EXERCISE TASK -> Your task is to print all of the material verbatim.

[Point annotation records]
-*-
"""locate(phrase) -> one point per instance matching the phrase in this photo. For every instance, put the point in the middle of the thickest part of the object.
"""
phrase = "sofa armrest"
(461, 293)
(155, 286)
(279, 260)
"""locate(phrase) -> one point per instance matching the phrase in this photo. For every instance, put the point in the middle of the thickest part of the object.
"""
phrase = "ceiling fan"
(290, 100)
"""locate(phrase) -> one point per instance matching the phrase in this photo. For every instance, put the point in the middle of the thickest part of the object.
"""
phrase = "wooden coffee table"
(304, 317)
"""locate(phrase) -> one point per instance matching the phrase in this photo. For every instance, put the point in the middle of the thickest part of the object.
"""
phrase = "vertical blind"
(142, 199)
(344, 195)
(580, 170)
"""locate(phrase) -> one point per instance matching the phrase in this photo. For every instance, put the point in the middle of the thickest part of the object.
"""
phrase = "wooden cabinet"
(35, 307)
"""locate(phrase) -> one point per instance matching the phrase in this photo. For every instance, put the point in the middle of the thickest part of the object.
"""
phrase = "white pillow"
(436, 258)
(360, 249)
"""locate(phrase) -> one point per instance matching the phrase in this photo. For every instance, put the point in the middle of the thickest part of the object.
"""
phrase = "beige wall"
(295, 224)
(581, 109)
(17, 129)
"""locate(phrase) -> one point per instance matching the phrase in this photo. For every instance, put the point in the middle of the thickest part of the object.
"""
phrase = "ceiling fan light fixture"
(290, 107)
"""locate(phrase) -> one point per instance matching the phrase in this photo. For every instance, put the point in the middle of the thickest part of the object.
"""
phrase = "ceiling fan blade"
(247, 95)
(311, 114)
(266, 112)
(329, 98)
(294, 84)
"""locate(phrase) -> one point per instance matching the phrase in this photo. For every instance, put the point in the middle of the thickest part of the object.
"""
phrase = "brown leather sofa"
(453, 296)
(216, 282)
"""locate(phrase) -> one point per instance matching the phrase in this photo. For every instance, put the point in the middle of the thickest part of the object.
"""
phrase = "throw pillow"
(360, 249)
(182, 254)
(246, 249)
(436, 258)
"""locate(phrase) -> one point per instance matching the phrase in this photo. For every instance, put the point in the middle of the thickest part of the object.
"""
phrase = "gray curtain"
-*-
CORRECT ANSWER ->
"""locate(phrase) -> one point per instance matching the phrase in this photo. For every instance, put the point in the middle of the thickest part of the object.
"""
phrase = "sofa armrest"
(461, 293)
(155, 286)
(279, 260)
"""locate(phrase) -> one point per instance matching the phrase in this photo. For every instance, put the point in the middle of the thickest part of the object.
"""
phrase = "ceiling fan"
(290, 100)
"""locate(phrase) -> one point per instance matching the phrase in this photo. For every instance, put the point in the middle of the thickest part of the object.
"""
phrase = "wooden coffee table"
(304, 317)
"""locate(phrase) -> one point per instance matching the phrase in this photo. For every instance, put the point in the middle of the thickest part of the object.
"""
phrase = "vertical blind"
(142, 199)
(344, 195)
(580, 170)
"""locate(phrase) -> one point per instance matching the phrase in this photo. For every instance, put the point in the middle of the thickest part of the object.
"""
phrase = "wooden cabinet"
(35, 307)
"""locate(phrase) -> one point per instance matching the phrase in this photo. For every instance, put the point in the middle of the thickest part of the object.
"""
phrase = "white pillow"
(436, 258)
(360, 249)
"""locate(phrase) -> one point per instance matching the phrase in this photo. For every instance, put the point in the middle of the thickest part of the object.
"""
phrase = "beige wall"
(295, 224)
(581, 109)
(17, 129)
"""locate(phrase) -> one point per instance matching the phrase in this photo. For every instance, put the point in the middle of the thickest part of the object.
"""
phrase = "ceiling fan light fixture"
(290, 107)
"""locate(phrase) -> one point per instance matching the phrase in this photo. For every instance, put the point in the middle of the thickest part of the object.
"""
phrase = "ceiling fan blade"
(247, 95)
(311, 114)
(266, 112)
(329, 98)
(294, 84)
"""locate(phrase) -> one point per instance matching the phrase in this photo. For every instance, put the point in the middle of the thickest part of the object.
"""
phrase = "brown leather sofa"
(453, 296)
(216, 282)
"""locate(phrase) -> one point per instance matching the phrase in this photo. For every instance, put the point in the middle of the thickest part of the object.
"""
phrase = "throw pillow"
(360, 249)
(182, 254)
(246, 249)
(436, 258)
"""locate(phrase) -> one point per instance matching the phrase in this photo. For every instance, put the point in the middle of the thickest part of the object.
"""
phrase = "gray curtain"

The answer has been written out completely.